**Job:** Extract every line of the records that contains the word "framed", matching case exactly.

**Given entries:**

______________________________

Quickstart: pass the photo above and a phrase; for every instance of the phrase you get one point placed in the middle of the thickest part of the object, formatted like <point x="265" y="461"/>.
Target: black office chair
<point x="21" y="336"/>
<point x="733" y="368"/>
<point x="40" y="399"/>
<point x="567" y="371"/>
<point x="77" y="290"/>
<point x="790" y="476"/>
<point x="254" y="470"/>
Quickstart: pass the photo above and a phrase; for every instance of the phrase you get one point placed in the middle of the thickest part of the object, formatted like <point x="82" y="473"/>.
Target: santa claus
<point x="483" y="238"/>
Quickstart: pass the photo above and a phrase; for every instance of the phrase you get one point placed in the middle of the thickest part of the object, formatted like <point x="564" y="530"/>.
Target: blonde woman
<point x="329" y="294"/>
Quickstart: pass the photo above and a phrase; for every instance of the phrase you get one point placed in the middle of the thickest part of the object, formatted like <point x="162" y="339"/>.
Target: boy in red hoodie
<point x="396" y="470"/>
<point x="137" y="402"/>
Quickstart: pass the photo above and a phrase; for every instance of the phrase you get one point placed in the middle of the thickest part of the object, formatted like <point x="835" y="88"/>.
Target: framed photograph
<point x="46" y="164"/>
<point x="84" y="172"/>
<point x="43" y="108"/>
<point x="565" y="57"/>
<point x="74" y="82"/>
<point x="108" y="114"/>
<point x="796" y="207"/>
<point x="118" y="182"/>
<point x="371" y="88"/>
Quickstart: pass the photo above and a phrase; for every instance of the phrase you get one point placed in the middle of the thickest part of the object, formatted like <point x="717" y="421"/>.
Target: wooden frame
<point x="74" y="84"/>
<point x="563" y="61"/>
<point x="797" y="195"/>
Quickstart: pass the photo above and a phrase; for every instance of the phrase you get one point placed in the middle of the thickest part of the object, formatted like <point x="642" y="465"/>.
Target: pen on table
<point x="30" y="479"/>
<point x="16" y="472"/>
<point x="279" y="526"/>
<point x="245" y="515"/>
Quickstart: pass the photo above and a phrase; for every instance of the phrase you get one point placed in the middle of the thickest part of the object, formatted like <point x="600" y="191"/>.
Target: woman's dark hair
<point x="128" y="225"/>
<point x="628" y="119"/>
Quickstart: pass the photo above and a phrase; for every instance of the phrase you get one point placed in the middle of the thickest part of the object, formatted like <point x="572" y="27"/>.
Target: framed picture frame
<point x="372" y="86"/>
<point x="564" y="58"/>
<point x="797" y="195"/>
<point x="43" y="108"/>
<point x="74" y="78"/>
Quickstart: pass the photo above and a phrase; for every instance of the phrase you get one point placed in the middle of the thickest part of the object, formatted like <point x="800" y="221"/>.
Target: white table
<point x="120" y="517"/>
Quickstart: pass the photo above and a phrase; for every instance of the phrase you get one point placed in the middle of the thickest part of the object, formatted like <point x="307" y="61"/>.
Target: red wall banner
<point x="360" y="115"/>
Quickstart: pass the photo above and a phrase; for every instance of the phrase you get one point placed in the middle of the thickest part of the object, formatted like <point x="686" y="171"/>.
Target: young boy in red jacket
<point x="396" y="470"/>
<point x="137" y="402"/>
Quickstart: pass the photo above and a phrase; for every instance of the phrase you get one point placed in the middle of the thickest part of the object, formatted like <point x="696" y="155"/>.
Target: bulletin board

______________________________

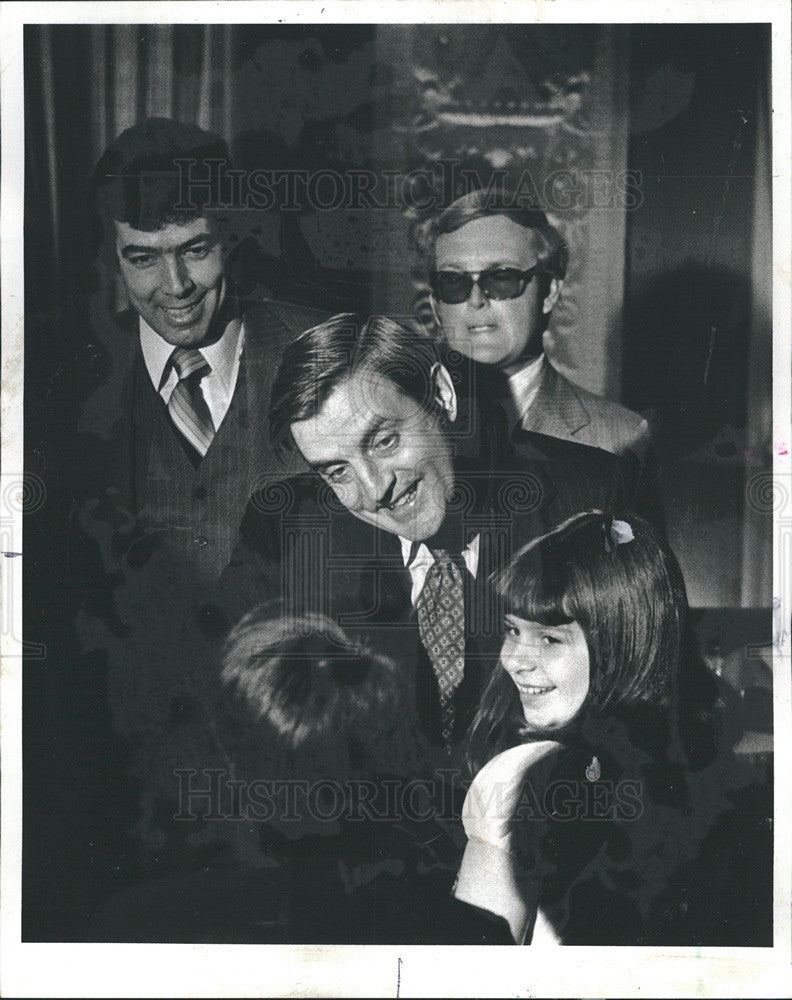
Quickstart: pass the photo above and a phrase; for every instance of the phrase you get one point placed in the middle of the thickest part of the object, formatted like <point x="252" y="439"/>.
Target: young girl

______________________________

**Solution to this problem:**
Target: framed photograph
Target: framed picture frame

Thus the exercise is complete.